* [Exercise directions]
Emit only the lines from the line containing "Would you mind indicating the cluster" through the last line of the entries, unchanged.
──────── Records to process ────────
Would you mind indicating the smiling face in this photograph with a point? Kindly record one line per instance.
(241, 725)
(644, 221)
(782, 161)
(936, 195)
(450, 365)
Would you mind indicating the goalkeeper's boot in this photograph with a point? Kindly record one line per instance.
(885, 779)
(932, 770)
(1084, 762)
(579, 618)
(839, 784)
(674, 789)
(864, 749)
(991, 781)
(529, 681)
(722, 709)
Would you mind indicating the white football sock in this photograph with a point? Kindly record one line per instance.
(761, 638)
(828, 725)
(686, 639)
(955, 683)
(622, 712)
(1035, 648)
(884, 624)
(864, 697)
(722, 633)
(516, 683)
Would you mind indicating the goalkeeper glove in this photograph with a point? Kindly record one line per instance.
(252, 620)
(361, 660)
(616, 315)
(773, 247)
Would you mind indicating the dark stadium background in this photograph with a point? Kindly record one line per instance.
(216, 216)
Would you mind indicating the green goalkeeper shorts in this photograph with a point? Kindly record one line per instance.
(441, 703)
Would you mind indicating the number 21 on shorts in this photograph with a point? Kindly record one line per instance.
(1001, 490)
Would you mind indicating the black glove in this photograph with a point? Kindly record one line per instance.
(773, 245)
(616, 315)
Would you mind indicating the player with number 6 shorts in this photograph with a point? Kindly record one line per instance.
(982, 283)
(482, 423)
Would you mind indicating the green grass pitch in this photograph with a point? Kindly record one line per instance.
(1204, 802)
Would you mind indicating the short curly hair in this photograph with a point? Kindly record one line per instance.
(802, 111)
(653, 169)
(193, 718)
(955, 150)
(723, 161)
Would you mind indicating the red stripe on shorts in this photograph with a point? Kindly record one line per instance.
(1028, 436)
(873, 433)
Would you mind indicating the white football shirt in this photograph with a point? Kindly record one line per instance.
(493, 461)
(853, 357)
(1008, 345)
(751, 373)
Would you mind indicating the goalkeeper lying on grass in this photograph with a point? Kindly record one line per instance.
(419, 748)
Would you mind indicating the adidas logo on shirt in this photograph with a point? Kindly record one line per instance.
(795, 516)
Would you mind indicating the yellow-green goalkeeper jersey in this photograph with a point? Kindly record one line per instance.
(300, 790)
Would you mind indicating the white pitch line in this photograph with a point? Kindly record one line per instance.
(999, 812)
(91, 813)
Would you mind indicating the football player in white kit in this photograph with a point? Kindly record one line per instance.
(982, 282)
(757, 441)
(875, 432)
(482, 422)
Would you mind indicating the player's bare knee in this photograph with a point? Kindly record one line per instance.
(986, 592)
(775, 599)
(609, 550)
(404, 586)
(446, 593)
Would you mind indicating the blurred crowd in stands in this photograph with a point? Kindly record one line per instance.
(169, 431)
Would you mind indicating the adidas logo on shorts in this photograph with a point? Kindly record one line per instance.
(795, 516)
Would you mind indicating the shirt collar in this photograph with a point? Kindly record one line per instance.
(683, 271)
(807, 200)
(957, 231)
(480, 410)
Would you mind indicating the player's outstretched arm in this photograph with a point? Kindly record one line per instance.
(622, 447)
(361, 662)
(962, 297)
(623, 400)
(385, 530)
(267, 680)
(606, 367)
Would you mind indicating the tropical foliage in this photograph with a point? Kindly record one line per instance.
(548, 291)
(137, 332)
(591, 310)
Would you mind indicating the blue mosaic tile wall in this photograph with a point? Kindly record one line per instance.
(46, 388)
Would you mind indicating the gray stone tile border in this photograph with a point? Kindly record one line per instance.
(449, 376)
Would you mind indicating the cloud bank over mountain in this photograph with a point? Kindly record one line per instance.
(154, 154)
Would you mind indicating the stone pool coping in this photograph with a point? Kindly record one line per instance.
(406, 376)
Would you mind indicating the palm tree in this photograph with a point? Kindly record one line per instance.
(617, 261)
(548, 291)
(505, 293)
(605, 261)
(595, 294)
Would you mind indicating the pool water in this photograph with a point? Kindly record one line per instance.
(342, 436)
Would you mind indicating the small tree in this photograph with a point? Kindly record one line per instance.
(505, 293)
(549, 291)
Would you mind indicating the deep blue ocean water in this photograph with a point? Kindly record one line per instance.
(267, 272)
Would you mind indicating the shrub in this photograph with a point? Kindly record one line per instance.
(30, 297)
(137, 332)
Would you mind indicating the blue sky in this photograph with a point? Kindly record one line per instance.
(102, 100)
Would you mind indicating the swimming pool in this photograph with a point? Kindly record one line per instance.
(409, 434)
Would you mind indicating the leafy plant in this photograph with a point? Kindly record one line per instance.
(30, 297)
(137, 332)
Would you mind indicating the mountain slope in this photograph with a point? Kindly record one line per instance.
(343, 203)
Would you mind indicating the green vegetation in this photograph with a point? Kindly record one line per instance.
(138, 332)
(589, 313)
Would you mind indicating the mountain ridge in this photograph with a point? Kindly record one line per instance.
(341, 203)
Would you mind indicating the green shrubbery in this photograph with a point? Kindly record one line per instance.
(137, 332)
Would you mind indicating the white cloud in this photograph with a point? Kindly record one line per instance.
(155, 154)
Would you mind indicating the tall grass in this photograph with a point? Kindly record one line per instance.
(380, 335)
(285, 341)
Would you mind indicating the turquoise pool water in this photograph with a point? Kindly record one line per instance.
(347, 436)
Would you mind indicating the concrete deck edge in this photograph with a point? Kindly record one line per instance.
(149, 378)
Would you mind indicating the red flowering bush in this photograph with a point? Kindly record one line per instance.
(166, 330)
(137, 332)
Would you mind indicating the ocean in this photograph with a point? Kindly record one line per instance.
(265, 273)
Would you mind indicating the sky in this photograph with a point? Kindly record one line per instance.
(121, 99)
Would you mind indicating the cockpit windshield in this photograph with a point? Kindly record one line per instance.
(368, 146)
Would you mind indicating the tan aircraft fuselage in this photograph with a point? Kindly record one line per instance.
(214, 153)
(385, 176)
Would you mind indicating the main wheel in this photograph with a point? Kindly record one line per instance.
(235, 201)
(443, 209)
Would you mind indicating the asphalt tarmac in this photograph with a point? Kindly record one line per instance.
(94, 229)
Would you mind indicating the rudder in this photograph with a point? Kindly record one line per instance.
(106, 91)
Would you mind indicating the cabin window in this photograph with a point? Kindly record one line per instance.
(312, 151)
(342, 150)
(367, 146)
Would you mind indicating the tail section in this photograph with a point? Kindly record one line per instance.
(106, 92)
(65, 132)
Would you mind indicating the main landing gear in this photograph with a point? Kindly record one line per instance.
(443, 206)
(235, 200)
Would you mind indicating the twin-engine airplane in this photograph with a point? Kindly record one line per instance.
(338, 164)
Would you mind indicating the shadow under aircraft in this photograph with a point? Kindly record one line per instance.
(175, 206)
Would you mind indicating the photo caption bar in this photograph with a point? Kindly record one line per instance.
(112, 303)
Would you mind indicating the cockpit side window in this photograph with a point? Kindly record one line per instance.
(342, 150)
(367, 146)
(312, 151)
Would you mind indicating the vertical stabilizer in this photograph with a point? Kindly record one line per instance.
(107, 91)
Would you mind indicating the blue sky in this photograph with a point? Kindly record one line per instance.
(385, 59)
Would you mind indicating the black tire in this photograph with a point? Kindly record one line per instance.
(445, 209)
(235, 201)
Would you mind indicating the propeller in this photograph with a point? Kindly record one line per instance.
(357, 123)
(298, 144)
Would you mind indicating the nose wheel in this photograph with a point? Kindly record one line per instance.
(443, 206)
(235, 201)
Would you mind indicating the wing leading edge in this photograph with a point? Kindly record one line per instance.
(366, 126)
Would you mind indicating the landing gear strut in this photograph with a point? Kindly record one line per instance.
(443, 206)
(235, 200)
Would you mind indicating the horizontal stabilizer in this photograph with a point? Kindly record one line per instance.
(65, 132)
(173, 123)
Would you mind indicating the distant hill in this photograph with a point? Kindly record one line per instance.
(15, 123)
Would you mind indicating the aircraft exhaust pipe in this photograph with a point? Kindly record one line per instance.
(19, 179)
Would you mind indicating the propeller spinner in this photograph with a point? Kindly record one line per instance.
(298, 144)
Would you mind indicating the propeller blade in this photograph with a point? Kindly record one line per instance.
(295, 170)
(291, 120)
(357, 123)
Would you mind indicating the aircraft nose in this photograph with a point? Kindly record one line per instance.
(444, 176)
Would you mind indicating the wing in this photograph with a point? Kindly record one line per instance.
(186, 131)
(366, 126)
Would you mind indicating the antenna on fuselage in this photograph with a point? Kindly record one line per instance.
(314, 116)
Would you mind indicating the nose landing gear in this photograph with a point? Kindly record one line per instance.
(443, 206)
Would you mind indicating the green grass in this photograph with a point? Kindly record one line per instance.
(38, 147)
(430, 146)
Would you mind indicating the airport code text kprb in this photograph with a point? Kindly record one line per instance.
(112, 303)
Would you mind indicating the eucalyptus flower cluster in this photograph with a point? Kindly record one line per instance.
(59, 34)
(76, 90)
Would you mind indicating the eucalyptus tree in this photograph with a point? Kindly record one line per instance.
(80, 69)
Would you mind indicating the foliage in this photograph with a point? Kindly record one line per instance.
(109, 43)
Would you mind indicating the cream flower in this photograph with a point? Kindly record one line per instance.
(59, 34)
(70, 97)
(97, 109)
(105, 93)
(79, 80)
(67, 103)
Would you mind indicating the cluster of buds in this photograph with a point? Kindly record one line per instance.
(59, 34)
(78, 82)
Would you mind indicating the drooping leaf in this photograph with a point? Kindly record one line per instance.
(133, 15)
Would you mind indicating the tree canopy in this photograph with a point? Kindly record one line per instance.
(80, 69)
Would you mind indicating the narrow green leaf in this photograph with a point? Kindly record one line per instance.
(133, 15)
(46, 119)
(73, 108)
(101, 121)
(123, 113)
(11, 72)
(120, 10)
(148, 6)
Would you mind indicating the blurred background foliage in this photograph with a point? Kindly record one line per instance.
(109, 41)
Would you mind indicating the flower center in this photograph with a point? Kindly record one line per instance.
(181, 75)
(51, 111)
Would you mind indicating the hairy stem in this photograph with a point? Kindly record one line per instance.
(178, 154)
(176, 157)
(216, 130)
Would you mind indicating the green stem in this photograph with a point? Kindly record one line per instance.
────────
* [Solution]
Would you mind indicating the cluster of buds in this photograph with a point? Kindly record one line per instance.
(59, 34)
(78, 82)
Would you mind indicating the drooping leaf in this photograph with a point? Kindly record one line per instance.
(133, 15)
Would you mind indicating the tree canopy in this photograph with a point? Kindly record one line per instance.
(80, 69)
Would you mind indicating the narrow green leaf in this photograph with a point? Kindly record one line per instance.
(133, 15)
(46, 119)
(73, 108)
(101, 121)
(123, 113)
(11, 72)
(120, 10)
(148, 6)
Would you mind indicating the blurred background foliage in this photograph with a point? Kindly record one line per instance.
(109, 41)
Would you mind indicating the flower center in this photograph with a point? Kindly record one line per instance.
(181, 75)
(51, 111)
Would you mind indicating the hairy stem in this photograph with a point? Kindly record one line per instance.
(178, 154)
(176, 157)
(216, 130)
Would you mind indicating the green stem in this photograph with a point? Kindly record one line per instance.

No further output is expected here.